#### [GIVEN PASSAGE]
== Segment start ==

Gill’s death from cancer in September 2011 was a dreadful blow. Although surrounded by caring family, friends and neighbours, Mike was stunned by grief. Encouraged by Ron Sandford and the gallery owner Dorota Rychlik, over the next few years ‘Doctor Mike’ coped with his bereavement by creating hundreds of art works, with exhibitions at his hometown of Greenock, Vaila Fine Art, Catterline near Stonehaven and the Ceilidh Place in Ullapool where the owner, Jean Urquhart, became a firm friend and promoter. His work was in demand and the proceeds latterly went to charity, often to relieve the suffering of refugees.

Many of the pieces referred to his favourite poet, W. S. Graham, a fellow Greenockian, and to the eccentric St Ives painter Alfred Wallis, in whom he had a special interest. Inscribed on his home-made timber frames there were often incisive political comments in his unique calligraphic style and, of course, Mike could never resist a good pun (or a bad one). A special interest was the art of schoolchildren. He regarded the average five-year-old’s talent as far superior to his own and his speciality was using a jig saw to make three-dimensional wooden versions of the bairns’ drawings and paintings.

Mike McDonnell with one of the Burravoe ‘Inukshuks’.

In a brilliant collaboration with the Shetland Geopark and Burravoe Primary School he helped the pupils to create an open-air gallery of ‘Inukshuk’ statues in the Burravoe Old Ha’ garden – made from Yell’s various ancient rocks and based on Inuit footpath waymarkers from Baffin Island.

He was joint editor and a contributor to Bobby the Birdman, a biography of Bobby Tulloch, published by Birlinn in 2016. Somehow he also found time to help his old friend the late Wibby Clark, a fine boat builder and joiner, working alongside him at Mid Yell. Other projects included being a founder member of the Yell Shanty Men male voice choir, which took Mike and his friends to sing at events around Shetland, in the Netherlands, Ireland and elsewhere. Next was his involvement in the Men’s Shed movement. Although he had a well-equipped workshop and several sheds himself, he knew there were other men who would love to work with their hands if only they had the gear and the premises. Like art, woodwork and craftwork were seen as promoting fellowship and mental health, particularly for lonely and bereaved folk. With assistance from Graham Stiles of Ulsta he secured premises in the former Mid Yell School. Thanks to a handsome donation from the Co-op, for purchasing tools and equipment, the Men’s Shed was nearly ready for use when Mike died on 26 January, from complications after an urgently needed heart operation.

== Segment end ==

#### [TASK A]
According to the passage about Mike McDonnell, which publisher brought out Bobby the Birdman?
#### [TASK B]
Output the passage about Mike McDonnell between "Many of the" and "drawings and paintings.", inclusive, copying it word for word.
#### [TASK C]
Pick up the passage about Mike McDonnell after its last sentence and carry it on.
The material that comes next is separate from the passage about Mike McDonnell.

#### [ENTRIES SHOWN]
== Segment start ==

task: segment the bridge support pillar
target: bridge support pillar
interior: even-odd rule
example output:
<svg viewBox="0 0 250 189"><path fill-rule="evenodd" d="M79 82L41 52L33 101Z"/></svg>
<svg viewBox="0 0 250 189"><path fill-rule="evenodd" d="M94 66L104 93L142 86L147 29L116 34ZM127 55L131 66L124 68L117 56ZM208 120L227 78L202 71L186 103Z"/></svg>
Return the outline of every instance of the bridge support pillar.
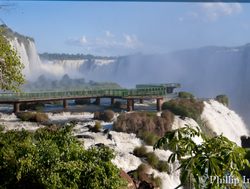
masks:
<svg viewBox="0 0 250 189"><path fill-rule="evenodd" d="M96 97L95 104L96 104L96 105L100 105L100 104L101 104L101 99L100 99L100 97Z"/></svg>
<svg viewBox="0 0 250 189"><path fill-rule="evenodd" d="M133 111L135 109L134 107L134 99L127 99L127 111Z"/></svg>
<svg viewBox="0 0 250 189"><path fill-rule="evenodd" d="M161 109L162 104L163 104L163 98L157 98L156 99L156 109L157 109L157 111L161 111L162 110Z"/></svg>
<svg viewBox="0 0 250 189"><path fill-rule="evenodd" d="M113 105L114 103L115 103L115 98L112 97L112 98L111 98L111 105Z"/></svg>
<svg viewBox="0 0 250 189"><path fill-rule="evenodd" d="M14 113L18 113L20 111L20 103L14 103Z"/></svg>
<svg viewBox="0 0 250 189"><path fill-rule="evenodd" d="M68 103L66 99L63 99L63 109L67 109L68 108Z"/></svg>

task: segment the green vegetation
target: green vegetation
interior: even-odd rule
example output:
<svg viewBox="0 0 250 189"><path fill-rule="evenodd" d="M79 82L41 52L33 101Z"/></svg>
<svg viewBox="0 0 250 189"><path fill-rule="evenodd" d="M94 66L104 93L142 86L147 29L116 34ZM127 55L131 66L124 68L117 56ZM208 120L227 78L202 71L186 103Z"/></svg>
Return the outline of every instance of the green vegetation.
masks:
<svg viewBox="0 0 250 189"><path fill-rule="evenodd" d="M168 174L170 174L169 163L167 161L160 160L157 164L157 170L160 172L167 172Z"/></svg>
<svg viewBox="0 0 250 189"><path fill-rule="evenodd" d="M24 65L5 36L6 28L0 27L0 89L18 92L24 83Z"/></svg>
<svg viewBox="0 0 250 189"><path fill-rule="evenodd" d="M228 106L229 105L229 99L227 97L227 95L218 95L215 97L215 100L217 100L218 102L220 102L221 104Z"/></svg>
<svg viewBox="0 0 250 189"><path fill-rule="evenodd" d="M95 132L95 133L101 132L101 129L102 129L102 125L101 125L101 123L99 121L96 121L94 127L90 128L90 130L92 132Z"/></svg>
<svg viewBox="0 0 250 189"><path fill-rule="evenodd" d="M203 142L196 144L193 137L202 137ZM242 147L220 135L207 137L199 128L189 126L169 131L154 146L171 150L168 162L180 163L182 174L181 185L193 185L194 188L234 188L234 185L226 183L210 182L210 177L223 178L230 174L239 179L239 187L242 187L240 170L249 166L245 159L246 152ZM190 182L191 181L191 182ZM180 187L179 186L179 187Z"/></svg>
<svg viewBox="0 0 250 189"><path fill-rule="evenodd" d="M72 126L0 133L0 188L119 189L108 147L85 150Z"/></svg>
<svg viewBox="0 0 250 189"><path fill-rule="evenodd" d="M49 120L49 117L46 113L42 112L19 112L17 117L22 121L31 121L38 123L45 123Z"/></svg>
<svg viewBox="0 0 250 189"><path fill-rule="evenodd" d="M160 177L154 177L153 174L148 174L149 166L142 163L138 166L136 171L130 173L130 176L133 178L134 182L138 184L138 188L157 188L161 187L162 181ZM145 187L147 183L148 187Z"/></svg>
<svg viewBox="0 0 250 189"><path fill-rule="evenodd" d="M181 91L178 93L179 98L194 99L194 95L189 92Z"/></svg>
<svg viewBox="0 0 250 189"><path fill-rule="evenodd" d="M139 132L138 137L142 139L145 142L145 144L150 146L153 146L160 139L159 136L149 131Z"/></svg>
<svg viewBox="0 0 250 189"><path fill-rule="evenodd" d="M161 117L151 112L121 113L113 125L118 132L135 133L146 144L153 145L159 136L164 136L171 130L174 115L171 112L163 112Z"/></svg>
<svg viewBox="0 0 250 189"><path fill-rule="evenodd" d="M169 110L175 115L193 118L194 120L200 119L203 108L203 102L194 99L172 99L162 105L163 110Z"/></svg>
<svg viewBox="0 0 250 189"><path fill-rule="evenodd" d="M168 162L160 160L154 152L147 152L147 148L145 146L136 147L133 154L137 157L145 159L152 168L157 169L160 172L170 173Z"/></svg>

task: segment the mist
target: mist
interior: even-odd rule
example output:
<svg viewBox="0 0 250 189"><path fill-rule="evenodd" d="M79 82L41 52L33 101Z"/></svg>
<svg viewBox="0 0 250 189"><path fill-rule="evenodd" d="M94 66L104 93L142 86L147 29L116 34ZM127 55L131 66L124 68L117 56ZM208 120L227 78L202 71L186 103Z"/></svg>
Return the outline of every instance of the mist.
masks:
<svg viewBox="0 0 250 189"><path fill-rule="evenodd" d="M40 75L59 79L116 82L134 88L144 83L180 83L183 91L200 98L226 94L230 107L250 125L250 45L240 47L203 47L166 54L134 54L113 59L41 60L33 41L26 44L12 41L25 64L29 81Z"/></svg>
<svg viewBox="0 0 250 189"><path fill-rule="evenodd" d="M226 94L230 108L250 125L250 45L203 47L167 54L136 54L105 67L82 69L88 78L113 81L124 87L140 83L175 83L199 98Z"/></svg>

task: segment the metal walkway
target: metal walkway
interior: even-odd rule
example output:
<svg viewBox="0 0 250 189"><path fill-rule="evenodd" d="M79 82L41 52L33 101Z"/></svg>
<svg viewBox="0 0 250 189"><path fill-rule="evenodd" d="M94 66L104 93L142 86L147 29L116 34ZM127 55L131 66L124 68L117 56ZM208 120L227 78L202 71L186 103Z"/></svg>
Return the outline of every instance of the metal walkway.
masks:
<svg viewBox="0 0 250 189"><path fill-rule="evenodd" d="M68 90L68 91L41 91L23 93L0 93L0 104L14 104L14 111L19 111L19 104L38 101L55 101L84 98L120 98L134 99L162 99L173 94L180 84L143 84L136 85L135 89L91 89L91 90ZM131 102L128 102L131 104ZM133 102L132 102L133 104ZM66 107L66 105L65 105Z"/></svg>

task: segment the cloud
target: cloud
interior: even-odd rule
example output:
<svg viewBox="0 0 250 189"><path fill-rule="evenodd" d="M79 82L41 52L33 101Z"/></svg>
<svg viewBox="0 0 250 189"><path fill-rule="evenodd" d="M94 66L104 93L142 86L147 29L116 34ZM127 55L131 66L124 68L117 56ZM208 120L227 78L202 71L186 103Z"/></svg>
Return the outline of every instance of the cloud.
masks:
<svg viewBox="0 0 250 189"><path fill-rule="evenodd" d="M114 35L110 31L105 31L105 35L95 38L83 35L79 38L69 38L66 44L70 46L82 47L88 53L108 53L119 51L121 53L132 53L139 51L143 46L135 34Z"/></svg>
<svg viewBox="0 0 250 189"><path fill-rule="evenodd" d="M66 44L73 45L73 46L82 46L82 45L88 44L88 40L87 40L87 37L83 35L79 38L67 39Z"/></svg>
<svg viewBox="0 0 250 189"><path fill-rule="evenodd" d="M113 33L111 33L111 31L109 31L109 30L106 30L106 31L105 31L105 34L106 34L107 37L114 37L114 36L115 36L115 35L114 35Z"/></svg>
<svg viewBox="0 0 250 189"><path fill-rule="evenodd" d="M242 12L242 6L239 3L202 3L201 12L210 21L215 21L220 17L238 14Z"/></svg>

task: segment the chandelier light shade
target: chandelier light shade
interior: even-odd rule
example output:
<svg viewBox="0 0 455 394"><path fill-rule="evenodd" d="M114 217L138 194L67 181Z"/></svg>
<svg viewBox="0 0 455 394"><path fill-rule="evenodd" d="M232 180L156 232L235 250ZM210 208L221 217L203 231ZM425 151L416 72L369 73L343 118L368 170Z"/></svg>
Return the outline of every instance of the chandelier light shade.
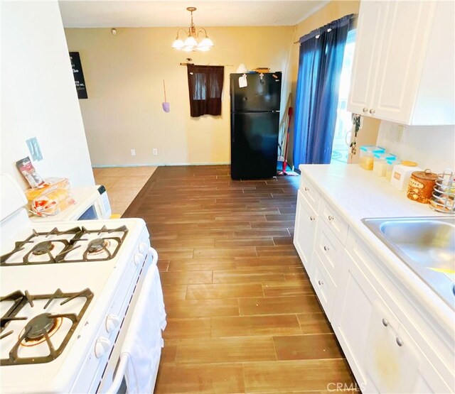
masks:
<svg viewBox="0 0 455 394"><path fill-rule="evenodd" d="M196 28L193 22L193 12L196 11L196 7L188 7L186 9L191 13L191 24L188 31L184 28L178 29L172 48L185 52L210 50L213 46L213 43L207 35L207 31L204 28ZM180 33L182 31L183 34L181 37Z"/></svg>

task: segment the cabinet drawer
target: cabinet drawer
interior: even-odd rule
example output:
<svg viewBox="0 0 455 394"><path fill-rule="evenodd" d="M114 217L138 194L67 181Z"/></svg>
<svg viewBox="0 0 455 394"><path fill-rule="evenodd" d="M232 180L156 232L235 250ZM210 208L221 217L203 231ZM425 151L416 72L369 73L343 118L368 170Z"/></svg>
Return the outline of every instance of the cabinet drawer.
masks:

== Segment end ==

#### [YOUR RESPONSE A]
Birlinn published it, in 2016.

#### [YOUR RESPONSE B]
Many of the pieces referred to his favourite poet, W. S. Graham, a fellow Greenockian, and to the eccentric St Ives painter Alfred Wallis, in whom he had a special interest. Inscribed on his home-made timber frames there were often incisive political comments in his unique calligraphic style and, of course, Mike could never resist a good pun (or a bad one). A special interest was the art of schoolchildren. He regarded the average five-year-old’s talent as far superior to his own and his speciality was using a jig saw to make three-dimensional wooden versions of the bairns’ drawings and paintings.

#### [YOUR RESPONSE C]
As a doctor, he was fully aware of the risks of such a procedure for an 82-year-old patient with several other health problems. He was optimistic to the end but he took the precaution of putting his affairs in order before he left home for the last time shortly after New Year, to stay with his daughter Jenny in Banchory while waiting to go to hospital in Aberdeen.

The week before his death he was still working on his memoirs from that five-year stint in the Solomons at the start of his career. The working title was ‘Where Extremes Met’ and from the initial drafts it promised to be a work of great interest, style and humour. Hopefully he wrote enough for it to be published posthumously. He was also planning more art works, according to a list found among his effects. One of the last pieces he completed was a startling painting on five panels from the back of an old piano. In Memory of Fawad Andarabi is an outraged protest at the Taliban’s summary execution of an Afghani musician and folk singer last year, for the crime of entertaining people.

Dr Mike McDonnell was an extraordinary man who in his professional and personal life always used his many talents for the public good. He will be greatly mourned by all who knew him. We shall not see his like again and now someone else will have to tell his stories.

“We sorry long time long you.”

Dr Mike McDonnell, born 4 June 1939, died 26 January 2022. Dr McDonnell’s funeral will take place on Wednesday 9 February at 12.00 noon at Mid Yell Public Hall.